● EXERCISE DETAILS
Copy the listing below line for line, without the pictures.

Boundary annotation listing:
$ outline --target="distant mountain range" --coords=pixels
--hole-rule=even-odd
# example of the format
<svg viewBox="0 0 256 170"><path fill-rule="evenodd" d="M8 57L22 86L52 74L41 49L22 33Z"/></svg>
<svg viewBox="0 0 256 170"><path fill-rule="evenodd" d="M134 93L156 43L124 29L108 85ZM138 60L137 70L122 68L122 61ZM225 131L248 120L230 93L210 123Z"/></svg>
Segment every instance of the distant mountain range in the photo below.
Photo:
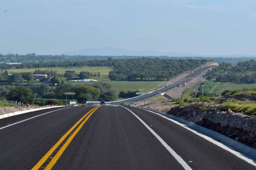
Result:
<svg viewBox="0 0 256 170"><path fill-rule="evenodd" d="M237 54L221 56L207 56L195 54L184 54L172 52L161 52L152 51L133 51L117 48L113 47L103 47L98 48L85 48L77 51L64 52L61 55L69 56L161 56L169 57L255 57L254 55Z"/></svg>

● THE RESULT
$ outline --target="distant mountain range" --coords=pixels
--hole-rule=even-odd
# example of the format
<svg viewBox="0 0 256 170"><path fill-rule="evenodd" d="M8 57L22 86L52 74L41 49L22 33Z"/></svg>
<svg viewBox="0 0 256 170"><path fill-rule="evenodd" d="M134 93L156 43L124 29L108 85ZM138 60L137 70L122 68L122 61ZM225 131L248 120L230 93L210 123Z"/></svg>
Segment every instance of the distant mountain range in the photo below.
Photo:
Result:
<svg viewBox="0 0 256 170"><path fill-rule="evenodd" d="M237 54L221 56L207 56L195 54L184 54L172 52L161 52L152 51L133 51L117 48L113 47L103 47L98 48L85 48L77 51L64 52L61 55L69 56L161 56L169 57L255 57L254 55Z"/></svg>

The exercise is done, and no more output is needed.